(Entries from a dataset)
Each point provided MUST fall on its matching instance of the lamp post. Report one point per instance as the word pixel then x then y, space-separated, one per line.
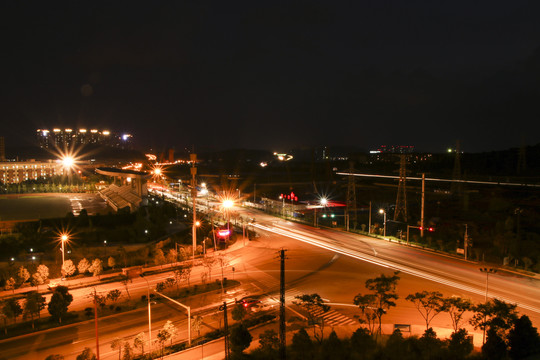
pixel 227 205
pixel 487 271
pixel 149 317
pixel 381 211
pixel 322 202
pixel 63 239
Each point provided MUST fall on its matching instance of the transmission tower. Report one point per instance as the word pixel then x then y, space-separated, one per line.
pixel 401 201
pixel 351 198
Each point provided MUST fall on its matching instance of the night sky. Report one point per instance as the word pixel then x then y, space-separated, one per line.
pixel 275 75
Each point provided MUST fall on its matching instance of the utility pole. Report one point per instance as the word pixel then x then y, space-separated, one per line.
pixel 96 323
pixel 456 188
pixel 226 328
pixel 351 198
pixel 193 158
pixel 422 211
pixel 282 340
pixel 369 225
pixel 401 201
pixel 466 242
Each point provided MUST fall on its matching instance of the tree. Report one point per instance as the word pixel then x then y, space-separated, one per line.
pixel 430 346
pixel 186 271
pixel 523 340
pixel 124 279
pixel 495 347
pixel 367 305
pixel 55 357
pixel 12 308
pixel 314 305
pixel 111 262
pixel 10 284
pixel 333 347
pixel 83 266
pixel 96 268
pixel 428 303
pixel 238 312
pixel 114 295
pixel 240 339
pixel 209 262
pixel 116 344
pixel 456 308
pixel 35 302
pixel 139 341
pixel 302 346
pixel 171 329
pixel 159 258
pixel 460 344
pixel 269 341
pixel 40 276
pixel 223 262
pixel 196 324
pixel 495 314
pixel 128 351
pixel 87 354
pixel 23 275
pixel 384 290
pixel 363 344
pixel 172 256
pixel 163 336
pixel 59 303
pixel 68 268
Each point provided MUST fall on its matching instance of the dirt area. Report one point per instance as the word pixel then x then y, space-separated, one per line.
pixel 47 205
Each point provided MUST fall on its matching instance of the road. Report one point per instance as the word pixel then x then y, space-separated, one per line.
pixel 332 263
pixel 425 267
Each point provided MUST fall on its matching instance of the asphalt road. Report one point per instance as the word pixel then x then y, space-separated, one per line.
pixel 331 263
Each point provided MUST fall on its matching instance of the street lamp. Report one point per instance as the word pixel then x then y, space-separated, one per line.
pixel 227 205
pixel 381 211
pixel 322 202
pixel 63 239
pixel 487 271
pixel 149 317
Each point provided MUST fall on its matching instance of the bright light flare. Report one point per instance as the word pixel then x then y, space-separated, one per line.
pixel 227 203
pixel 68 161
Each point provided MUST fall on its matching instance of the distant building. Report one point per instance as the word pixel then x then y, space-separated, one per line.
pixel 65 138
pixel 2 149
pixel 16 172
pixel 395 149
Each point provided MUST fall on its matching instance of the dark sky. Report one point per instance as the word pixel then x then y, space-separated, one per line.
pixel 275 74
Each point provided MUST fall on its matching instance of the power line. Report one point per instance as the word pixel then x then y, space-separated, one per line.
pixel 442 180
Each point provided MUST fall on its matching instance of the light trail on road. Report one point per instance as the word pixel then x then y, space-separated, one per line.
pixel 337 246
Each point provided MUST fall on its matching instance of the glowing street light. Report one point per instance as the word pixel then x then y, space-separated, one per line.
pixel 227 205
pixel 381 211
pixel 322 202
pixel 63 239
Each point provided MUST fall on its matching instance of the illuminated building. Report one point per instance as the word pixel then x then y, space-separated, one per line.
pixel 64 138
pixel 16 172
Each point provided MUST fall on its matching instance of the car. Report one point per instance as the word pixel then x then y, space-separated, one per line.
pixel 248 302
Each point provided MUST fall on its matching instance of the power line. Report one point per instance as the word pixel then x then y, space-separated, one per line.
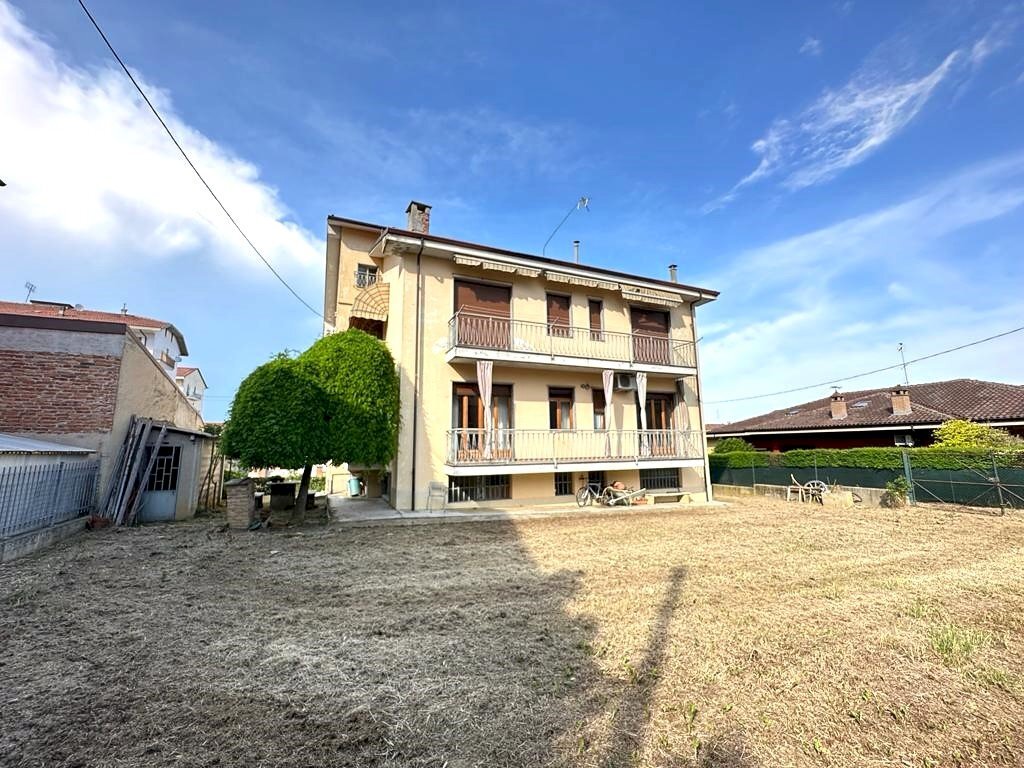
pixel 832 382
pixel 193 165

---

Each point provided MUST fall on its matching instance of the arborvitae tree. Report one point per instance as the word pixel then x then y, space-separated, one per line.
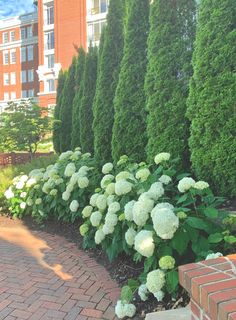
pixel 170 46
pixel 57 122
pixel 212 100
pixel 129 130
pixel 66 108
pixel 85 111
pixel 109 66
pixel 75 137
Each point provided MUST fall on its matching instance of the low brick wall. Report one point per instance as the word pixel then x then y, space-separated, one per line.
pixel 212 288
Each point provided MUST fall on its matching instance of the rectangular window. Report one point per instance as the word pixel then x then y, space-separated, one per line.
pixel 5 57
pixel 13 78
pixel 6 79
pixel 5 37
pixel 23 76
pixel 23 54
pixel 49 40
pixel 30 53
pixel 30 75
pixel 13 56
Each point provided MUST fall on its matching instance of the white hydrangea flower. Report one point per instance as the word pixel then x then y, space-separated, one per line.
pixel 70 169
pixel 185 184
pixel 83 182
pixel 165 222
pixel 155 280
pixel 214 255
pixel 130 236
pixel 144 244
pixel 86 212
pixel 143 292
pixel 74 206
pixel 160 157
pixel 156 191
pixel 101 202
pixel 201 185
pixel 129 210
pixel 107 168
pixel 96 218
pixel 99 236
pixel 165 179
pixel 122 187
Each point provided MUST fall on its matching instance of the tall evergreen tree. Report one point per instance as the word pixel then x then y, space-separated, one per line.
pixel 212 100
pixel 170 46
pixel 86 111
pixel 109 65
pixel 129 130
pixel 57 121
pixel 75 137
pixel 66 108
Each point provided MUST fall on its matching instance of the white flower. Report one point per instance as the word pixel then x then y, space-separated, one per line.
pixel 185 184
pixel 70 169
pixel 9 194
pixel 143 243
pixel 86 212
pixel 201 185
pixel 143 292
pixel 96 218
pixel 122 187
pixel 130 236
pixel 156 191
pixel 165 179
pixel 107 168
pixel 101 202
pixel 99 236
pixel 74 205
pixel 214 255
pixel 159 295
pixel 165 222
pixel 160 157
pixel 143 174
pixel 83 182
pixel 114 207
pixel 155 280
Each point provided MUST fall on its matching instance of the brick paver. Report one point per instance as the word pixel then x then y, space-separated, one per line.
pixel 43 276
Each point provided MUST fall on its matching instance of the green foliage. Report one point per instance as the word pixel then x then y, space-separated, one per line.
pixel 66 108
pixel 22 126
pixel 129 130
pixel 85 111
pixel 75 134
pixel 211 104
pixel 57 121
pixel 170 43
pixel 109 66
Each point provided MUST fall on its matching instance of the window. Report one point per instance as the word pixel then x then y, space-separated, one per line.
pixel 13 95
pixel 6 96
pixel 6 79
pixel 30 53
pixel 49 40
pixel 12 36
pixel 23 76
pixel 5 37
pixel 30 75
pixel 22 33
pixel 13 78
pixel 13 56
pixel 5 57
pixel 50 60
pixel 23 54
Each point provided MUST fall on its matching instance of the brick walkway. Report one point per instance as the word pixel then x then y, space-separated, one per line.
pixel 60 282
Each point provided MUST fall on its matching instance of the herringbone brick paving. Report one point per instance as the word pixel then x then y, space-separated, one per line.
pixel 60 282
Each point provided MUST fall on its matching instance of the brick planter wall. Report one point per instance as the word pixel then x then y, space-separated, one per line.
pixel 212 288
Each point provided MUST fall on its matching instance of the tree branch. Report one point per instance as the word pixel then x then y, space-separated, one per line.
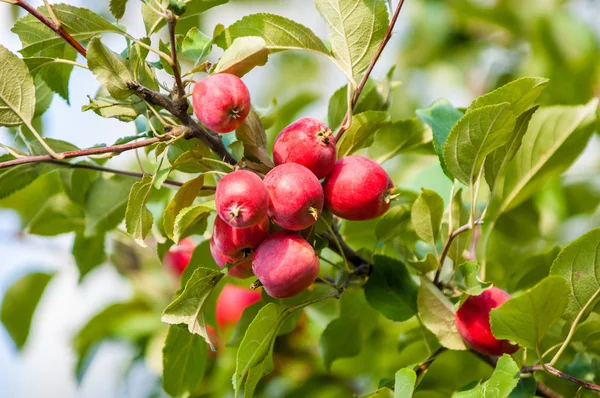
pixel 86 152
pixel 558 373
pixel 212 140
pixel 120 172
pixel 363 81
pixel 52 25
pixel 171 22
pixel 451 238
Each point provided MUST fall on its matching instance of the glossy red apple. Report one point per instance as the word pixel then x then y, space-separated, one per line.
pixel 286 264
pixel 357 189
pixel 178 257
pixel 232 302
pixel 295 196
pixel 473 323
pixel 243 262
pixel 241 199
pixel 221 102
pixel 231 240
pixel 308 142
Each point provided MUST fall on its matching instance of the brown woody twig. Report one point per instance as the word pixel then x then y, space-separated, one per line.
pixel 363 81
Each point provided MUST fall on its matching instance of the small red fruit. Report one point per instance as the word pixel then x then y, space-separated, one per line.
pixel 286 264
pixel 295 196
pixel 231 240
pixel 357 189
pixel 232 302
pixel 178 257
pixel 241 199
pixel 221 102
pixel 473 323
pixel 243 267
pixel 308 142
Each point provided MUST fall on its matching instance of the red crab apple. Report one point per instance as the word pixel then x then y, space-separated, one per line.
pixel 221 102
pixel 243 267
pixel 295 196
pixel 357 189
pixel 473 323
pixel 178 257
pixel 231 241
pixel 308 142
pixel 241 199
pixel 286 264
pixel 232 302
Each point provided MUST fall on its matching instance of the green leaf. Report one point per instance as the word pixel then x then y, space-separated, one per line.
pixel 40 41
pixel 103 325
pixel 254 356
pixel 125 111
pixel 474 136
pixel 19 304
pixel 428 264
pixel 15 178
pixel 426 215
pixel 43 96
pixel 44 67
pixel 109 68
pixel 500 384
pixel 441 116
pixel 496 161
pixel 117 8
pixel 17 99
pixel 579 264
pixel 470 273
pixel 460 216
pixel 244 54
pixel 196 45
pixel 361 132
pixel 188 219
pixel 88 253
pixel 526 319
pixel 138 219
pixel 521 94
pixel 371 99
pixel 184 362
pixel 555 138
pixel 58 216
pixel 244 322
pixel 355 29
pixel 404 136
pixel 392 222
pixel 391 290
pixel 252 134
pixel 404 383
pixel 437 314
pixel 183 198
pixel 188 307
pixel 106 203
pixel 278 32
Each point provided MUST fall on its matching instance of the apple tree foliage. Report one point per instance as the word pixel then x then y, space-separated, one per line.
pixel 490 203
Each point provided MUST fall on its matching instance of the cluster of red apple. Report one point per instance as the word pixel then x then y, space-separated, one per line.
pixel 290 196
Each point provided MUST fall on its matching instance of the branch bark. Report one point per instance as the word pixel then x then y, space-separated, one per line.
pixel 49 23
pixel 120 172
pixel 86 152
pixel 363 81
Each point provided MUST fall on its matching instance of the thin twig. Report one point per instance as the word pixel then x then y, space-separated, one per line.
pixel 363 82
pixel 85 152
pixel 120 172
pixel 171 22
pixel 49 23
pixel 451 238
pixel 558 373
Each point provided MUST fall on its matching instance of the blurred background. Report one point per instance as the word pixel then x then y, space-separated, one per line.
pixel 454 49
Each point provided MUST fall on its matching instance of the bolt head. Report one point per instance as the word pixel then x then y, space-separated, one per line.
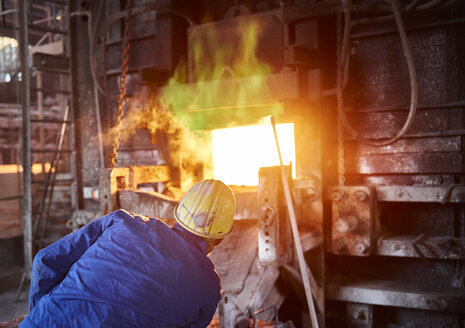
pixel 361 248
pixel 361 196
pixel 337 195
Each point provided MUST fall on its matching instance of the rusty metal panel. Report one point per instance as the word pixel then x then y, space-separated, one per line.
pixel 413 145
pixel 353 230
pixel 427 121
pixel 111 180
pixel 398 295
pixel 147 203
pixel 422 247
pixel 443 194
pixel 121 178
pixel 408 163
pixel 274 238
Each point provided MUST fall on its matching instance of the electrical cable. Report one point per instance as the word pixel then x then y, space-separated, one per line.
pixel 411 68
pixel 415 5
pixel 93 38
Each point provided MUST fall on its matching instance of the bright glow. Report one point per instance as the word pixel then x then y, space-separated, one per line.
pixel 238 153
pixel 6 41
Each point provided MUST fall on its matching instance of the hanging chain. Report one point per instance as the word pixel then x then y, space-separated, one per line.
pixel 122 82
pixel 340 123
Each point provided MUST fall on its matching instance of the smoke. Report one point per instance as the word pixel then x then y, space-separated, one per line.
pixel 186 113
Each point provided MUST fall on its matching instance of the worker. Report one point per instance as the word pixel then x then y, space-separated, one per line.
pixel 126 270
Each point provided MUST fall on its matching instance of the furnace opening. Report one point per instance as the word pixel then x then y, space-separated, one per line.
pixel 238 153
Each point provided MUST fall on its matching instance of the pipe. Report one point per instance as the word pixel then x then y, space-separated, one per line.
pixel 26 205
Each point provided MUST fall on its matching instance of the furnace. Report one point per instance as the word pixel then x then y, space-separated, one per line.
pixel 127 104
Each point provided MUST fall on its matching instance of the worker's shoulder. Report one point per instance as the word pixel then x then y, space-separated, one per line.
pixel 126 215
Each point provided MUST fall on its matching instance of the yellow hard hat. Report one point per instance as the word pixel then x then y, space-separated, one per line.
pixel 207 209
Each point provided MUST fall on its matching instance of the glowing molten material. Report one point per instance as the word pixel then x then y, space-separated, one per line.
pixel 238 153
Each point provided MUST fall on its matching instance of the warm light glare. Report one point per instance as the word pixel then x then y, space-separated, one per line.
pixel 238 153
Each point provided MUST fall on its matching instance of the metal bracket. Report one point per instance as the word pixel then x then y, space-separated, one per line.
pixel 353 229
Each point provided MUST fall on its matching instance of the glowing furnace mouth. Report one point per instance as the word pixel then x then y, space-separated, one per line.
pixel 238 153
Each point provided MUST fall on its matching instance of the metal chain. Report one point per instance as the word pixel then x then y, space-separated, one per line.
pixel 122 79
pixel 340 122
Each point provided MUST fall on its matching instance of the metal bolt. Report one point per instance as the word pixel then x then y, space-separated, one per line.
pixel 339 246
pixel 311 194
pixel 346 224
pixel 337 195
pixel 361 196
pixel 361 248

WRITTEN INSTRUCTION »
Please rewrite the lines between the one holding "of the worker." and the one holding "pixel 353 229", inclusive, as a two-column CSV with the columns input and output. Give one row for each text line and its answer, put each in a single quoted field, and turn any line breaks into spaces.

ANSWER IN FULL »
input,output
"Each point provided MUST fall on its matching instance of the worker. Report one point per instance as the word pixel then x then y, space-separated, one per line.","pixel 126 270"
"Each point provided MUST fall on its matching instance of the furnace opening. Report one point per instance as the word pixel then x then y, space-separated, one per line.","pixel 238 153"
"Each point provided MUST fall on its matching instance of the pipe. Report one point per instance as the word pixel then x then y, space-separated, one per line.","pixel 26 205"
"Each point provided MUST fall on its matching instance of the furnace. Report one point per instance as the word pixel then x then y, space-separated, one per line.","pixel 127 104"
"Each point provided MUST fall on its matching instance of the worker's shoulder. Report one point per instance as the word pixel then x then y, space-separated, one per line.","pixel 126 215"
"Each point provided MUST fall on its matching instance of the yellow hard hat. Report one point per instance as the word pixel then x then y, space-separated, one per line.","pixel 207 209"
"Each point provided MUST fall on its matching instance of the glowing molten material. Report one point per instance as the word pixel then x then y, space-separated, one per line.","pixel 238 153"
"Each point provided MUST fall on its matching instance of the warm light glare. Report one point per instance as the word pixel then x then y, space-separated, one per line.","pixel 238 153"
"Each point provided MUST fall on its matching instance of the metal bracket. Report one point per instance as the word pixel then x then y, space-separated, one per line.","pixel 353 229"